Task:
Reproduce all of the entries below verbatim, line for line. Omit the pictures from your output.

Entries supplied:
▬▬▬▬▬▬

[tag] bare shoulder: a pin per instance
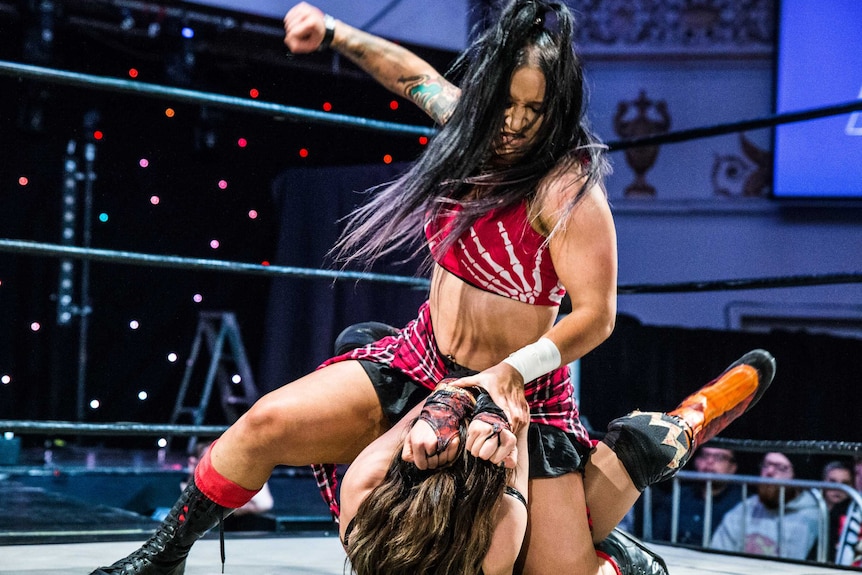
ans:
(557, 200)
(433, 93)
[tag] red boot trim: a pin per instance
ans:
(219, 488)
(610, 560)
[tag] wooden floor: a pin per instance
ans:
(319, 555)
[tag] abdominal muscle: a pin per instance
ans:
(478, 329)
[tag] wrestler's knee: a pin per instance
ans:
(265, 421)
(652, 446)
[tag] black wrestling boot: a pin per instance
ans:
(165, 552)
(631, 555)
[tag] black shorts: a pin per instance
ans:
(553, 452)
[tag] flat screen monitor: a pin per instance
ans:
(818, 64)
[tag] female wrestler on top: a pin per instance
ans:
(508, 196)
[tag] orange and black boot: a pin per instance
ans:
(653, 446)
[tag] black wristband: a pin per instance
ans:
(329, 34)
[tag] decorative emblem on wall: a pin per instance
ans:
(747, 175)
(637, 119)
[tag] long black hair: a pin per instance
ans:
(458, 160)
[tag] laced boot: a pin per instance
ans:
(165, 552)
(654, 446)
(712, 408)
(630, 556)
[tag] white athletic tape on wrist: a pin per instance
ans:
(536, 359)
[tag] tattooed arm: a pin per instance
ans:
(396, 68)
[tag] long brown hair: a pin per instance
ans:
(433, 522)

▬▬▬▬▬▬

Solution for this task:
[tag] bare shoulder: a pin per instance
ans:
(557, 200)
(433, 93)
[tag] red boot trim: a pin per instance
ans:
(219, 488)
(610, 560)
[tag] wooden floor: a pin per instance
ans:
(319, 555)
[tag] abdominal muscle: a pin per instance
ans:
(478, 329)
[tag] wrestler's knee: a pin per instance
ans:
(265, 421)
(652, 446)
[tag] black wrestling boot: a pin per instance
ans:
(165, 552)
(631, 555)
[tag] black shorts: a pin per instance
ans:
(553, 452)
[tag] flat screen monitor: a pin per instance
ans:
(818, 64)
[tag] female wrestler on top: a pin per instance
ans:
(508, 196)
[tag] orange and black boot: a pin per instance
ans:
(653, 446)
[tag] black wristband: a pin per instance
ans:
(329, 34)
[tag] decorative emblem on wall: a pin per instance
ans:
(747, 175)
(637, 119)
[tag] long black hair: a pin per instance
ans:
(458, 160)
[tag] laced boot: a pin per instance
ans:
(165, 552)
(654, 446)
(712, 408)
(630, 556)
[tag] white athletic tape on wrist: a pin per instance
ans:
(536, 359)
[tag] tattooed arm: a pin per instance
ans:
(396, 68)
[tag] long brown hair: a pin per instance
ans:
(433, 522)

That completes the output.